* [Given exercise]
Return every line of the material below that contains the word "white", matching its case exactly.

+--

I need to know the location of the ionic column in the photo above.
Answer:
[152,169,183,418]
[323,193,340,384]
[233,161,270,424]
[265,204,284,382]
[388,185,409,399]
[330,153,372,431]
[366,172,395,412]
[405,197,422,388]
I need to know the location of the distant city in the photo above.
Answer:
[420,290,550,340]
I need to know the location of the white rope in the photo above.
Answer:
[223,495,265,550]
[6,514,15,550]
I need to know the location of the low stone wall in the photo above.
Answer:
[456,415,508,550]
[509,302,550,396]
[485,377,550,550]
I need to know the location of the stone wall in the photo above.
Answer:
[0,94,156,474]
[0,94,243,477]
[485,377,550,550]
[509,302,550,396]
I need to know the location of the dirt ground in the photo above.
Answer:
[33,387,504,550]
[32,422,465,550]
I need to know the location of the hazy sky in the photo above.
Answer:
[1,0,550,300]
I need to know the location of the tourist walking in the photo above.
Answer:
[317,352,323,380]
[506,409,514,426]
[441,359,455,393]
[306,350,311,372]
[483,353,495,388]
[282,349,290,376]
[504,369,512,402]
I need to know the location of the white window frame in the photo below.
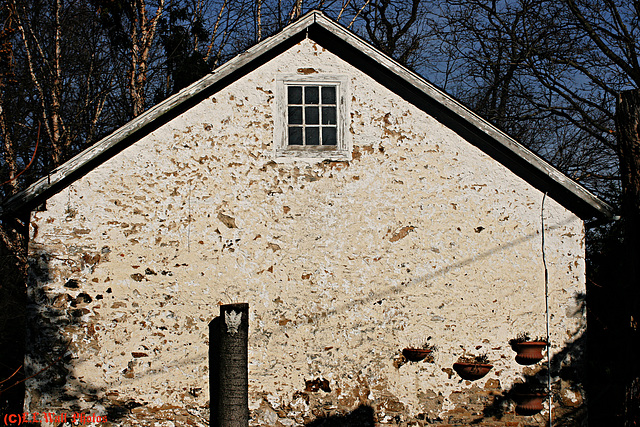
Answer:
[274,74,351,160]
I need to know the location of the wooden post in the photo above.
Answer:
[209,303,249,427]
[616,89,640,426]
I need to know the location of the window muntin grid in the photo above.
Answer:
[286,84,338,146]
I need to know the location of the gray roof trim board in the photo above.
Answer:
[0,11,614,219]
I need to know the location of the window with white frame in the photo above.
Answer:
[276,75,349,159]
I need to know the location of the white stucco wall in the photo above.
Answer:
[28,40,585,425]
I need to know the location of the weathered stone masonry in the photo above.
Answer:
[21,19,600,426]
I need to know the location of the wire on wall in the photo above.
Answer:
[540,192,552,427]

+--

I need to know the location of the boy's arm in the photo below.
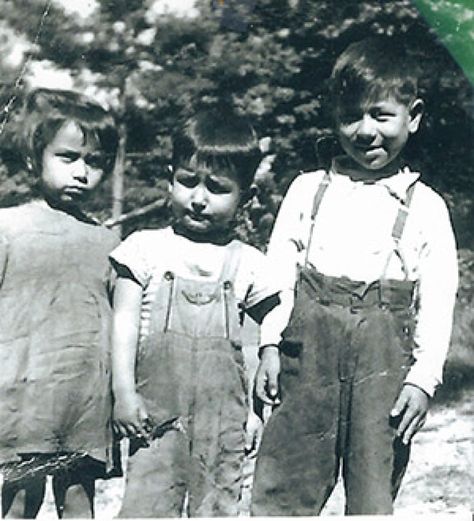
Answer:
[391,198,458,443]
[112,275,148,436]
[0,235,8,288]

+--

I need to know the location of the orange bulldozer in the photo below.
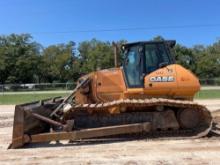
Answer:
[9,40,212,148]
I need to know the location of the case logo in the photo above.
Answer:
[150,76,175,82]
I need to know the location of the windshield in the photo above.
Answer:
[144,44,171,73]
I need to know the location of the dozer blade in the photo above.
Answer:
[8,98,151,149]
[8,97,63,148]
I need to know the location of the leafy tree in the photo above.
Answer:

+--

* [Correct answer]
I need to know the location of the white rope in the photo above.
I need to know the location of the white window frame in the photo below.
I need to know the location of the window with white frame in the photo above.
I need to know the location of the white stucco wall in the photo above.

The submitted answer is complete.